Verfügbare Wasserressourcen und Auswirkungen auf den Wasserhaushalt
Die Produktion von Kunstschnee ist mit einem sehr hohen Wasserverbrauch verbunden – so wird beispielsweise für die Bewässerung von einem Hektar (wasserintensivem) Mais mit 1.700 m³ Wasser, für die künstliche Beschneiung eines Hektars Skipiste dagegen mit bis zu 4.000 m³ Wasser (vier Millionen Liter) pro Saison gerechnet, wobei etwa eine Million Liter für die Erstbeschneiung und bis zu drei Millionen Liter für die Nachbeschneiungen zu kalkulieren sind (vgl. Doering & Hamberger 2006). Der Wasserverbrauch für die künstliche Beschneiung in den Alpen ist aufgrund des zunehmenden Einsatzes von Schneekanonen zur Kompensation der steigenden Temperaturen von 95 Millionen Litern in 2005 innerhalb von nur wenigen Jahren auf 190 Millionen Liter in 2011 angestiegen.
Die Wasserversorgung für die beiden Skiprojekte am Wurmberg und Winterberg soll primär über die Wasserentnahme aus der Warmen Bode (in Braunlage) sowie der Kalten Bode (in Wernigerode/Schierke) erfolgen. Die unterschiedlichen Flussnamen dürfen hier keinesfalls darüber hinwegtäuschen, dass es sich um den gleichen Fluss – die Bode – handelt, der sich aus der Kalten Bode (entspringt am Bodesprung nahe dem Dreieckigen Pfahl, Nationalpark Harz) sowie der Warmen Bode (entspringt aus zwei Quellen am Bodebruch, Nationalpark Harz) speist. Wird Wasser aus der Warmen Bode sowie der Kalten Bode entnommen, verliert demnach in beiden Fällen die Bode mit ihrem schutzwürdigen Wasserkörper und den mit ihr zusammenhängenden Ökosystemen an Wasser.

^^^^

> **ZU ERLEDIGENDE AUFGABEN**
a – Übersetze den Satz „Die Wasserversorgung für die beiden Skiprojekte am Wurmberg und Winterberg soll primär über die Wasserentnahme aus der Warmen Bode (in Braunlage) sowie der Kalten Bode (in Wernigerode/Schierke) erfolgen.“ aus dem Dokumentauszug ins Englische.
b – Gib aus dem Dokumentauszug den Abschnitt von „Die Wasserversorgung für“ bis einschließlich „Ökosystemen an Wasser.“ wortgetreu aus.
Die Daten stammen aus einer anderen Quelle als der Dokumentauszug.

> **VORLIEGENDE DATEN**
^^^^

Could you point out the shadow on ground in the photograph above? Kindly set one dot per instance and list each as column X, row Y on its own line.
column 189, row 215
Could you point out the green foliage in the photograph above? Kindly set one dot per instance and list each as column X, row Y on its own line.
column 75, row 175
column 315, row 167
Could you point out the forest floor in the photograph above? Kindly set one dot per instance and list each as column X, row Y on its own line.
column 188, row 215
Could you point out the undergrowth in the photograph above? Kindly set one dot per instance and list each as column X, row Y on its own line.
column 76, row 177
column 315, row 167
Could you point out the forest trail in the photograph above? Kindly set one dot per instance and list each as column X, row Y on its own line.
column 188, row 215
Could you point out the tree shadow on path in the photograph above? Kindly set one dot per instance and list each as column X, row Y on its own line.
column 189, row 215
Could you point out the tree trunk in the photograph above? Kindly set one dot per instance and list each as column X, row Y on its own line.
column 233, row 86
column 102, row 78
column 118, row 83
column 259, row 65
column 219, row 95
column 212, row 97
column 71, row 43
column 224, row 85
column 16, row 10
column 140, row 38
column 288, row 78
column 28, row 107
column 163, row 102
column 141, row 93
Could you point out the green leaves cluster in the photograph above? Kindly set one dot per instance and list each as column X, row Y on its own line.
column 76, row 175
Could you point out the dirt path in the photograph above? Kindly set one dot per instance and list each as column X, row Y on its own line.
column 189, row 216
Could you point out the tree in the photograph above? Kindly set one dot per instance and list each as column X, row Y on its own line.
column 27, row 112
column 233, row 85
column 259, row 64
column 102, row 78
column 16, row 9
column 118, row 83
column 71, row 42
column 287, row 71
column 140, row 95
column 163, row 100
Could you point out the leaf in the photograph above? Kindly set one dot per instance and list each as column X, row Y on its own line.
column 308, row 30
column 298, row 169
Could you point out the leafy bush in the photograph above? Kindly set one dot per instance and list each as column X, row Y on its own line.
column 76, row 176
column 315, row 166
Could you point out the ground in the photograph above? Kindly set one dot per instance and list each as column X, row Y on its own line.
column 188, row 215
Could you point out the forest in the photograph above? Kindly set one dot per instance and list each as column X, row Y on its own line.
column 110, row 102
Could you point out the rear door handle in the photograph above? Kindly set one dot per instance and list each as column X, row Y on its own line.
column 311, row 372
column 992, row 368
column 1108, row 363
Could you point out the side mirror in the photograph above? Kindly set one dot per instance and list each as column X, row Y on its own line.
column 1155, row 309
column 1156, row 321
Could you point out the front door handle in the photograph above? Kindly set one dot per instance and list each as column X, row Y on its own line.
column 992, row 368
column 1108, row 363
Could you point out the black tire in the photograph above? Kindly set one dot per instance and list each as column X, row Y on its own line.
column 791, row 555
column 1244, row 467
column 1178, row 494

^^^^

> **ANTWORTEN DER REIHE**
a – The water supply for the two ski projects on the Wurmberg and Winterberg is to be provided primarily by drawing water from the Warme Bode (in Braunlage) and the Kalte Bode (in Wernigerode/Schierke).

b –
Die Wasserversorgung für die beiden Skiprojekte am Wurmberg und Winterberg soll primär über die Wasserentnahme aus der Warmen Bode (in Braunlage) sowie der Kalten Bode (in Wernigerode/Schierke) erfolgen. Die unterschiedlichen Flussnamen dürfen hier keinesfalls darüber hinwegtäuschen, dass es sich um den gleichen Fluss – die Bode – handelt, der sich aus der Kalten Bode (entspringt am Bodesprung nahe dem Dreieckigen Pfahl, Nationalpark Harz) sowie der Warmen Bode (entspringt aus zwei Quellen am Bodebruch, Nationalpark Harz) speist. Wird Wasser aus der Warmen Bode sowie der Kalten Bode entnommen, verliert demnach in beiden Fällen die Bode mit ihrem schutzwürdigen Wasserkörper und den mit ihr zusammenhängenden Ökosystemen an Wasser.